_Input records_
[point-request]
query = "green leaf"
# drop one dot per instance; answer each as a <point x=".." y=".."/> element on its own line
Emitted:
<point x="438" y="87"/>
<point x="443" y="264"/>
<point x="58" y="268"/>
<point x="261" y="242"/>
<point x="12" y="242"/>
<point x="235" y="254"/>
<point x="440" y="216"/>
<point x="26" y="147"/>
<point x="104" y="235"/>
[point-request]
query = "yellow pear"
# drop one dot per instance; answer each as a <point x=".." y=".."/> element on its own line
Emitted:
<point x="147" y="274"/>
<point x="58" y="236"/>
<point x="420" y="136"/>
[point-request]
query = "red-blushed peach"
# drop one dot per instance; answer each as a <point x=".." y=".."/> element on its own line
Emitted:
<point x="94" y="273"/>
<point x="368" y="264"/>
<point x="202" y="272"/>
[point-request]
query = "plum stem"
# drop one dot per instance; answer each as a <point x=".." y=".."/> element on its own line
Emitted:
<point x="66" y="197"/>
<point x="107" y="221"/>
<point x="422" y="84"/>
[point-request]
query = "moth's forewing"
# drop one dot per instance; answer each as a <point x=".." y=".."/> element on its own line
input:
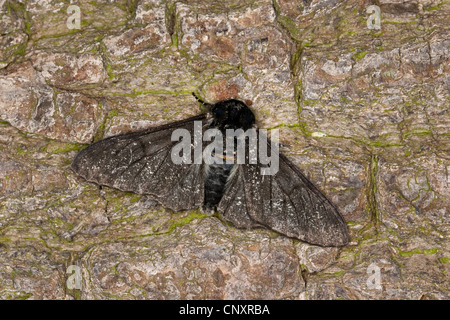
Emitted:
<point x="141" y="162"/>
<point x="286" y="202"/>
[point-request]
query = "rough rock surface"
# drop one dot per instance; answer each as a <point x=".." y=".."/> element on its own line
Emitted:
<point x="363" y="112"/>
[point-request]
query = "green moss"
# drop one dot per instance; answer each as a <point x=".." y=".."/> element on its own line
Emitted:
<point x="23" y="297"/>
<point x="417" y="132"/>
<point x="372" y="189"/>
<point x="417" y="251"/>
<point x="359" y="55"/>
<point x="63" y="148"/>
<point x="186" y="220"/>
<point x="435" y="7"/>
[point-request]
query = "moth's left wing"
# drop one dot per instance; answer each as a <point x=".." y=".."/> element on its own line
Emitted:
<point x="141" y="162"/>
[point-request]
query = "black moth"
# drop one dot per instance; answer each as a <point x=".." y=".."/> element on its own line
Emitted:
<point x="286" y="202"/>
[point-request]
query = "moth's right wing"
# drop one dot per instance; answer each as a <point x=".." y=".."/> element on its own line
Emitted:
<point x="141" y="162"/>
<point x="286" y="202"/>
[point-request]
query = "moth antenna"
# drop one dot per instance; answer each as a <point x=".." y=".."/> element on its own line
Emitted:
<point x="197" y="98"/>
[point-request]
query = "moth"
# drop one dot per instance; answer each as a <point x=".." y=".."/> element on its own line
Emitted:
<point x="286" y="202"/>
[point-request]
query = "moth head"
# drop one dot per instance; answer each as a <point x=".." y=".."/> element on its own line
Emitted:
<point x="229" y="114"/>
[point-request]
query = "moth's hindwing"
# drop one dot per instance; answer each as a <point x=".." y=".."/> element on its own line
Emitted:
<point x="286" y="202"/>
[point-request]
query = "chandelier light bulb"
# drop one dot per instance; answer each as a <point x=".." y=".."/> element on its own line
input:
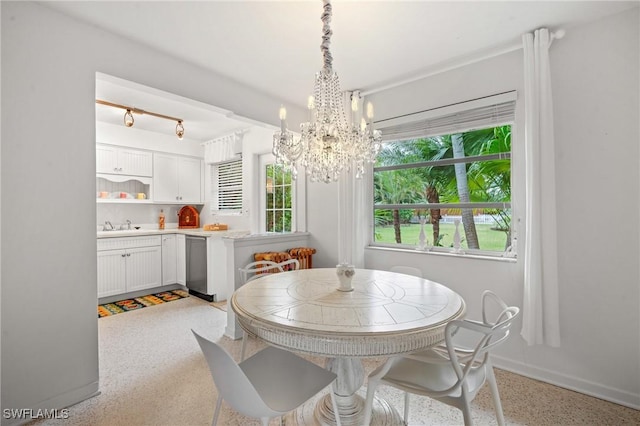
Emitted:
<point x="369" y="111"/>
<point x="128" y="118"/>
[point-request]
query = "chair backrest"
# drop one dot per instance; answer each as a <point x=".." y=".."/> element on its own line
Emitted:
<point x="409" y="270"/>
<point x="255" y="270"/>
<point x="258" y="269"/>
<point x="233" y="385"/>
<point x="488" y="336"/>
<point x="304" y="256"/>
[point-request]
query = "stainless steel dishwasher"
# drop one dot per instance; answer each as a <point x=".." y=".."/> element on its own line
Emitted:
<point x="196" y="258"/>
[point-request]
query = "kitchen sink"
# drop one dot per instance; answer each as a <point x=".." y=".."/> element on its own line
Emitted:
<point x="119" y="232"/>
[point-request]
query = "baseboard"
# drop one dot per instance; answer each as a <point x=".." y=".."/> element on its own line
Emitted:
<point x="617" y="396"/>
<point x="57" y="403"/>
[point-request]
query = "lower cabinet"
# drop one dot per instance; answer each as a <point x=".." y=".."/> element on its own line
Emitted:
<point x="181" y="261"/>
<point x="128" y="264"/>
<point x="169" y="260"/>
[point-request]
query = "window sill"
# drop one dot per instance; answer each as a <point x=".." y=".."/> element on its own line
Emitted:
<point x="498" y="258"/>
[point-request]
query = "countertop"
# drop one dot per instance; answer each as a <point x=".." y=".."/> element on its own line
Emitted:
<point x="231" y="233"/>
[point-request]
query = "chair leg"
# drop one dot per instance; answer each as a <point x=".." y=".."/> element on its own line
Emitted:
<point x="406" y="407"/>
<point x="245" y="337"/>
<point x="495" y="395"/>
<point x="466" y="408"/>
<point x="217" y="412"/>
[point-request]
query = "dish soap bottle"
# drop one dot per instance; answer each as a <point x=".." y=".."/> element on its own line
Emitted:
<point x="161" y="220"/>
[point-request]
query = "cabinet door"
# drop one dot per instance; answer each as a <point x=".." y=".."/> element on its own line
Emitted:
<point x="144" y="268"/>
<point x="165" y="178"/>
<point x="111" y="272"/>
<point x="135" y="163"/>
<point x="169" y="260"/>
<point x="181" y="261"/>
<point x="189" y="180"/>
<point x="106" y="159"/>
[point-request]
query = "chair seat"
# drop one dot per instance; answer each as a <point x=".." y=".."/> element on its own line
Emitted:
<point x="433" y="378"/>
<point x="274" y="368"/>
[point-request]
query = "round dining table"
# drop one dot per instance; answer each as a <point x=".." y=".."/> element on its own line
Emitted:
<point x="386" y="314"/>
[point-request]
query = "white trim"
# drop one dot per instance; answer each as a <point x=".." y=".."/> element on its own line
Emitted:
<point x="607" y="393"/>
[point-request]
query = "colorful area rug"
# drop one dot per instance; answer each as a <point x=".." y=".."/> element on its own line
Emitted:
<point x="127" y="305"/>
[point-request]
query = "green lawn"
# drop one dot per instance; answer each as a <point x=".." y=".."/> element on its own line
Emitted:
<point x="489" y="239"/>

--

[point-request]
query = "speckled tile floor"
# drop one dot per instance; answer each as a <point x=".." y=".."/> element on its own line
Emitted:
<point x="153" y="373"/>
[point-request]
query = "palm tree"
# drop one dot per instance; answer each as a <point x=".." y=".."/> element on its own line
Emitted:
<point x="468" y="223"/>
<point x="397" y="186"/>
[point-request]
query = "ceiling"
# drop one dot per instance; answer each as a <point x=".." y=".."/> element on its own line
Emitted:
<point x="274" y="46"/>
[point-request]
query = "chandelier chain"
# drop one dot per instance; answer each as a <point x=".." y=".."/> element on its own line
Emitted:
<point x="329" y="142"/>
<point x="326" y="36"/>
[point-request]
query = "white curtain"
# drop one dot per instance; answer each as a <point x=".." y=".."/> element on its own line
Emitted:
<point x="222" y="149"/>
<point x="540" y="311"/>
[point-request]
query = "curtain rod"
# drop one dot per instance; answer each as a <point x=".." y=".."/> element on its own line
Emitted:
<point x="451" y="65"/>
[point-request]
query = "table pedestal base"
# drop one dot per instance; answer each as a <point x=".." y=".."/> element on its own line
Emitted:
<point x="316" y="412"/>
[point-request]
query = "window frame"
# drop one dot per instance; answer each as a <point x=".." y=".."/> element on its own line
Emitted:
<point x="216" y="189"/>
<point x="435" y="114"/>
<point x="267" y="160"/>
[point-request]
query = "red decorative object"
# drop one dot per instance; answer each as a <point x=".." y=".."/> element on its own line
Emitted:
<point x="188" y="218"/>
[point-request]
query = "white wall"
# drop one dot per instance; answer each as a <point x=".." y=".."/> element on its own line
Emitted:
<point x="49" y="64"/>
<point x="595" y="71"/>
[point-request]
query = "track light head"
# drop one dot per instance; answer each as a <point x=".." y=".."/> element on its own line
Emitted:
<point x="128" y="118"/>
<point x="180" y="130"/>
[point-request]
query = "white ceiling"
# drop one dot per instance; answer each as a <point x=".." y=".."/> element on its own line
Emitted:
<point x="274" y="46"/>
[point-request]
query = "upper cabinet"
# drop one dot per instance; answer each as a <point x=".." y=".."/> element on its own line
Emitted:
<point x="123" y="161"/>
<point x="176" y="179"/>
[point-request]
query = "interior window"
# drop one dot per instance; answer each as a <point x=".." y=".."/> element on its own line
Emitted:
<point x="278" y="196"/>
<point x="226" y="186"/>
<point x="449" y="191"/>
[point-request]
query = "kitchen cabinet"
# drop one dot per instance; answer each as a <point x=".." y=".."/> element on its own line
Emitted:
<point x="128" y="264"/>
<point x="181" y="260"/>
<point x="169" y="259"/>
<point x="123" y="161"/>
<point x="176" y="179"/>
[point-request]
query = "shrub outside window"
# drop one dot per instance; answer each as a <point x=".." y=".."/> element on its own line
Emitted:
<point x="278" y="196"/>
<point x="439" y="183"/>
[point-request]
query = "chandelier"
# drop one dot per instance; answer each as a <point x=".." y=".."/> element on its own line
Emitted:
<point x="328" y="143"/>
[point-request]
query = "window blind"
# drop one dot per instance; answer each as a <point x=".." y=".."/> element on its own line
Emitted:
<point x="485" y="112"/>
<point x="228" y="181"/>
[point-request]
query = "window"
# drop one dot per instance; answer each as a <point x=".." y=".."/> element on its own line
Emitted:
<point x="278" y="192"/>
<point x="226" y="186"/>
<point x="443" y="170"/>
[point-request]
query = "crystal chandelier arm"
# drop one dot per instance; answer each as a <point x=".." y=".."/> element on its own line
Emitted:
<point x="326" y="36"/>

_Task to carry out_
Tally the rows above that contain the string "chair", counting case as significant, and give only the number.

_Task answer_
3